BEGIN Data provided

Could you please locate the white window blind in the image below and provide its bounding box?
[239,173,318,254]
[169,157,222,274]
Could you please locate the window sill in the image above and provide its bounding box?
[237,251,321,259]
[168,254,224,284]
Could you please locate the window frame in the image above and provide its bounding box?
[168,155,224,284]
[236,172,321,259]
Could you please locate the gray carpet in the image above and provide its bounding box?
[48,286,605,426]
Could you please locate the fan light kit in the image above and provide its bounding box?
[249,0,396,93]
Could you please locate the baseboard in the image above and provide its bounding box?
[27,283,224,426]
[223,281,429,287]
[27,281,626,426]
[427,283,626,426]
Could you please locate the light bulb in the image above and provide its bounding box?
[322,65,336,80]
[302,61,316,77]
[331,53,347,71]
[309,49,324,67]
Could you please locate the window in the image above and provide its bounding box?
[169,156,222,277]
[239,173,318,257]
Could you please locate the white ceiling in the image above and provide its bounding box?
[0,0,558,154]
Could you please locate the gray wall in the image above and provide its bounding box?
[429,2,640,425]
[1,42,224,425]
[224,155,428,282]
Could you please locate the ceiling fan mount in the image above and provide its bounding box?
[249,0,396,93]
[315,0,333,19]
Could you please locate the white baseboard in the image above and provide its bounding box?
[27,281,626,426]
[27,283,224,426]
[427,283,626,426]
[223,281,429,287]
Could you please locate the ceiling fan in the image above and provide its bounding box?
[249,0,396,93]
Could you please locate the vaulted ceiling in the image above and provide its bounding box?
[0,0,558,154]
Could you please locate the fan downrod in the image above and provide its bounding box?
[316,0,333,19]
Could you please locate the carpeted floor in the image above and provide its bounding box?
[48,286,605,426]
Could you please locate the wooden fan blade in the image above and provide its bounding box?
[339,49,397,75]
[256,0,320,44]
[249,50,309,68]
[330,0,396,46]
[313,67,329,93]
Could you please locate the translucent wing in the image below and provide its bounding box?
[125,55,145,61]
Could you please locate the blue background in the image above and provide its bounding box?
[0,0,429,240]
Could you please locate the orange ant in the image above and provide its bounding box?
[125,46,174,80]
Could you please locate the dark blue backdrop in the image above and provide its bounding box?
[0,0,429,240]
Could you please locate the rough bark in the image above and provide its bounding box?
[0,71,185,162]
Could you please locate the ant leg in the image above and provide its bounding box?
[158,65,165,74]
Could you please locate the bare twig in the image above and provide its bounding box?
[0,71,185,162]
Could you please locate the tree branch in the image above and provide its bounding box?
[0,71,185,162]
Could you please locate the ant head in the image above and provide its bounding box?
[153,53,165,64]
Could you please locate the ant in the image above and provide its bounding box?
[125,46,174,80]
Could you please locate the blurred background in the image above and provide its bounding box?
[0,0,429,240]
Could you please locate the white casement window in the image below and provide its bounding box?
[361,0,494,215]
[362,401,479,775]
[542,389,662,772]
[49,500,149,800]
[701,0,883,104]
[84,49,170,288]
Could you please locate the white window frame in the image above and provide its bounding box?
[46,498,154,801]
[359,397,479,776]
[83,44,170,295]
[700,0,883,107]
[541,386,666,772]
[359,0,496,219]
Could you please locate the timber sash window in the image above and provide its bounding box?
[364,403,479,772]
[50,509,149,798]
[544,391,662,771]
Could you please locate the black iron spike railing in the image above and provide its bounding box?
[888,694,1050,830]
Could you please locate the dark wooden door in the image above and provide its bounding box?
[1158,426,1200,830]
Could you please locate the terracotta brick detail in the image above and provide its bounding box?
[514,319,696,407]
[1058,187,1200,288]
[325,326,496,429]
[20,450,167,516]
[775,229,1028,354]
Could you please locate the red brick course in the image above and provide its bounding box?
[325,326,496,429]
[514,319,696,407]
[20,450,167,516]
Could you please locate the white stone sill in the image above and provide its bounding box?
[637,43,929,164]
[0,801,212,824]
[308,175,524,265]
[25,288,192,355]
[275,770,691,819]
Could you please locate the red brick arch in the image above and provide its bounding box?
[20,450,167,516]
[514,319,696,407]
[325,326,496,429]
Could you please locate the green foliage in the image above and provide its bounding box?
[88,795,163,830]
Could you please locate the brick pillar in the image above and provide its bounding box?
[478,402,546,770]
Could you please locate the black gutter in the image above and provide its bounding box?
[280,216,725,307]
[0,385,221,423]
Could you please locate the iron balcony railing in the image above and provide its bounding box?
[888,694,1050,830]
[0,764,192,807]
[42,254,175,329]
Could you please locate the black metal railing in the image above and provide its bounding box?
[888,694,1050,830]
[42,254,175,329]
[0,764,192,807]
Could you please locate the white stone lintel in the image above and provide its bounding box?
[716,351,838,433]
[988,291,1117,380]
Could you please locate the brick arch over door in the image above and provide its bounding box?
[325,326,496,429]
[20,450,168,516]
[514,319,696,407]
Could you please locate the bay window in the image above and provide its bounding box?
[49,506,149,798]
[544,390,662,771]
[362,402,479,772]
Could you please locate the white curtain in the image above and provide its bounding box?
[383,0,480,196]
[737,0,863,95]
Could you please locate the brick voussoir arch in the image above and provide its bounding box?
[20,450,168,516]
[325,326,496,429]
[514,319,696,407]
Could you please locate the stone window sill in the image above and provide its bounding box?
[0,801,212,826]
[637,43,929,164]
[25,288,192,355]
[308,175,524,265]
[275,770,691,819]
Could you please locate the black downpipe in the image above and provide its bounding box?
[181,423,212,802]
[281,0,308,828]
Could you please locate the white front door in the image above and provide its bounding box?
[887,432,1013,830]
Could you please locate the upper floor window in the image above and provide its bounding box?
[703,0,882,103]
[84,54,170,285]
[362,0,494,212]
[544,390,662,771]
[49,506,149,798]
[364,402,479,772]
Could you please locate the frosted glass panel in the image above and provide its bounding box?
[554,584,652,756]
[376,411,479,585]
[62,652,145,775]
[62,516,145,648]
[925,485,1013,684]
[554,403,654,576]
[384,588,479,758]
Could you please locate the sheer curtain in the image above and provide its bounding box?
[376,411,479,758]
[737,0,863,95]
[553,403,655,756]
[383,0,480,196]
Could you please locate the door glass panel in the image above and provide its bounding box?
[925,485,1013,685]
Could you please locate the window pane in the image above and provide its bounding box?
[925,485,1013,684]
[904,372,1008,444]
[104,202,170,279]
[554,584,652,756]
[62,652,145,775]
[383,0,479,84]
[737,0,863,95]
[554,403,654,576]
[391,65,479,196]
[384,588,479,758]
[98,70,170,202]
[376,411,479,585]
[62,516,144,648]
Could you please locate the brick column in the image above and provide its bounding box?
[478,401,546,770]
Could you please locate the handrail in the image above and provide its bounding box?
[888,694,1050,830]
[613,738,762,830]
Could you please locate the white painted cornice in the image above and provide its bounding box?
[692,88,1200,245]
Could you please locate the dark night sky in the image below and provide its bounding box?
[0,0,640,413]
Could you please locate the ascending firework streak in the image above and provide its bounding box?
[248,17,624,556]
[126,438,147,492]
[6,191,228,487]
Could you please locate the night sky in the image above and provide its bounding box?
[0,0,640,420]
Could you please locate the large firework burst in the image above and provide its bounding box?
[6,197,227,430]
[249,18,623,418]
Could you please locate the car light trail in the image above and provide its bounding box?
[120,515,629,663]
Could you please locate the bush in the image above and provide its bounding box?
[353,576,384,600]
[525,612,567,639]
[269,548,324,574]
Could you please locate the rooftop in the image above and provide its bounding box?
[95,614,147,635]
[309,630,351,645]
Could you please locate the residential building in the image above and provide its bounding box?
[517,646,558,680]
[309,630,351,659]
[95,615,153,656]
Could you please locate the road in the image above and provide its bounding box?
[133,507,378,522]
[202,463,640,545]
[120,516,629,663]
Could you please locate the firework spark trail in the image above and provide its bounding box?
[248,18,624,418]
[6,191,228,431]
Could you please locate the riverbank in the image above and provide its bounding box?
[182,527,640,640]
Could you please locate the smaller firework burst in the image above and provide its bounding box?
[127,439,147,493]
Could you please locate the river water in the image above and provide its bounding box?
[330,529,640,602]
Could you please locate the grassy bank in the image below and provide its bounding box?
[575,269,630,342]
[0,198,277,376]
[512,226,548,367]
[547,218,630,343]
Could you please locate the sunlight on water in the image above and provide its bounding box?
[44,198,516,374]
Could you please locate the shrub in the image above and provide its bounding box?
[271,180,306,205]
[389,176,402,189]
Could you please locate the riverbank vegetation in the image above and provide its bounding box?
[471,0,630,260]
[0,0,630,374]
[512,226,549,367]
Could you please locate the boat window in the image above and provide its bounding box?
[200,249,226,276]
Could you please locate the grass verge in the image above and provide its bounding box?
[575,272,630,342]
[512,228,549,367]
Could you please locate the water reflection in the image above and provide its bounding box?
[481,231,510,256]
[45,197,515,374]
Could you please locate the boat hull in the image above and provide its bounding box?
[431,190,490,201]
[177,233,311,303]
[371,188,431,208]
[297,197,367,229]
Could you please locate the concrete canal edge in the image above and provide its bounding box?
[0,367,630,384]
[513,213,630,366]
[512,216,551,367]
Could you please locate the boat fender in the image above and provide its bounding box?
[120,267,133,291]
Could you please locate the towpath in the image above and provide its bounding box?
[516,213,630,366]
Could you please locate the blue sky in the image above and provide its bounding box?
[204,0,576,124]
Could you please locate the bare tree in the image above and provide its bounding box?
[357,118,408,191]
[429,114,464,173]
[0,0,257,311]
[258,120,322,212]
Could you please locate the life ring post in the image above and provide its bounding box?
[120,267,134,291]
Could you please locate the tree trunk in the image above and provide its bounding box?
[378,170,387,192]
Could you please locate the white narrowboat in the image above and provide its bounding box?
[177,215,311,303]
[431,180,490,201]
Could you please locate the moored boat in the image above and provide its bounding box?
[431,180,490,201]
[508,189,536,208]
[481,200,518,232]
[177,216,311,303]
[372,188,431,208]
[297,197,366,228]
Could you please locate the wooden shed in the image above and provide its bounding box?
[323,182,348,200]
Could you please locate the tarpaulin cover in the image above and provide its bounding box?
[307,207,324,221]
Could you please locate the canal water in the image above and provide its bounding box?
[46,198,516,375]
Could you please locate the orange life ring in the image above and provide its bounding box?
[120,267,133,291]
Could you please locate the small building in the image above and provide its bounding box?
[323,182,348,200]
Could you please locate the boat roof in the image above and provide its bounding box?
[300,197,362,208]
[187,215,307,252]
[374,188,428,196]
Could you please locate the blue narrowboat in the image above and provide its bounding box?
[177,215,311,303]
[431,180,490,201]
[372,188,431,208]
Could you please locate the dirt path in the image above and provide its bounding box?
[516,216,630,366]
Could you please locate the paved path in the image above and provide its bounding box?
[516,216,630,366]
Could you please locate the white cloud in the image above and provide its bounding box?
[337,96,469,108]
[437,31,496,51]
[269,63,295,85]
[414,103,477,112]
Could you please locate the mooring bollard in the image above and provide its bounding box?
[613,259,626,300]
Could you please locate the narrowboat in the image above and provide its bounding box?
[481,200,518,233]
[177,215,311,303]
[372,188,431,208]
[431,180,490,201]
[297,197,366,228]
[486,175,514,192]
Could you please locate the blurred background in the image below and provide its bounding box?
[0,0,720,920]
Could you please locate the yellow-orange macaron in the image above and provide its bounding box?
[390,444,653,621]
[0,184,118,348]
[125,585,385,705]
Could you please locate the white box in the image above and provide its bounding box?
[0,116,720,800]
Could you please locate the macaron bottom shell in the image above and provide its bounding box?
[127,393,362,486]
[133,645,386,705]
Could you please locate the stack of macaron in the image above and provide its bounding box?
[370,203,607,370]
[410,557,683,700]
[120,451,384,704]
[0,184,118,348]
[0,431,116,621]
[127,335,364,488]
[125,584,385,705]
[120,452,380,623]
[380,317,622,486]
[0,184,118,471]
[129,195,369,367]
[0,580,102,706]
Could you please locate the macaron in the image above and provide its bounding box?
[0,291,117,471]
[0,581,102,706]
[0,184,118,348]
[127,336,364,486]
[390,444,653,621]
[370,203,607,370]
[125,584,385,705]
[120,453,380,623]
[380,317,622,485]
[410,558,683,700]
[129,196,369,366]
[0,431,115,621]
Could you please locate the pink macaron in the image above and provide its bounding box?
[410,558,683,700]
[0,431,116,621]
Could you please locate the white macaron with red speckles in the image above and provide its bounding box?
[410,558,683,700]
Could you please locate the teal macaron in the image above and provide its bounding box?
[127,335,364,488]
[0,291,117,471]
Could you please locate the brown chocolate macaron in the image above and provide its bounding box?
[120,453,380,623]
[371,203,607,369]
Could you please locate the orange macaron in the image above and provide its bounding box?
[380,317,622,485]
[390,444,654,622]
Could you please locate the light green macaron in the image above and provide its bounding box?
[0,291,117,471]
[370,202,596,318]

END Data provided

Work to do — Begin at the line that has "Could you please locate the bay" and stop after the line that has "[692,88,1200,245]". Write those lines out again, swapping "bounding box" for "enclosing rectangle" and leaving everything else unchanged.

Right answer —
Could you please locate the bay window in the image above and provide its enclosing rectangle?
[49,506,149,798]
[544,390,662,771]
[362,402,479,772]
Could you please locate the white curtain in the image above and provide its enclosing rectangle?
[383,0,480,196]
[737,0,863,95]
Could you please locate the brick voussoir arch in the image above and provide its enclosing rectangle?
[20,450,168,516]
[325,326,496,429]
[514,319,696,407]
Could you please locate the stone window sill in the image above and provide its enclosing rectangle?
[0,801,212,826]
[637,43,929,164]
[25,288,192,355]
[308,175,524,265]
[275,770,691,819]
Could you please locate the black downpipe in the image above and provide its enclosing rectangle?
[181,423,212,802]
[281,0,308,828]
Could you please locate the white front door in the image above and provide its enclosing rectangle?
[887,432,1013,830]
Could you please locate the upper floor window in the image above and provide its enclosing rectangle?
[703,0,882,103]
[84,54,170,285]
[362,0,494,212]
[544,390,662,771]
[49,506,149,798]
[364,402,479,772]
Could you please locate the frosted glass panel in the image above and provide its enclosing rectangle?
[554,584,652,756]
[376,411,479,585]
[62,652,145,775]
[62,516,145,648]
[925,485,1013,684]
[554,403,654,576]
[384,588,479,758]
Could you please locate the sheer curtain in the image above and provide its enclosing rectangle?
[376,411,479,758]
[737,0,863,95]
[553,403,655,756]
[383,0,480,196]
Could you please locate the door glass panel in the image above and provide its enclosing rectangle?
[925,485,1013,685]
Could you please locate the window pane in the image above and provide its enclosing rectangle?
[925,485,1013,684]
[904,372,1008,444]
[104,202,170,279]
[554,584,652,756]
[62,652,145,775]
[383,0,479,84]
[737,0,863,95]
[554,403,654,576]
[391,65,479,196]
[384,588,479,758]
[98,70,170,202]
[376,411,479,585]
[62,516,144,648]
Could you please locate the brick column in the image above and provide its enclosing rectangle?
[478,401,546,770]
Could you please locate the handrail in the image above and provide its enclosing rectangle?
[888,694,1050,830]
[613,738,762,830]
Could you please locate the white painted cornice in the image above and provide its enclosing rectangle?
[692,88,1200,245]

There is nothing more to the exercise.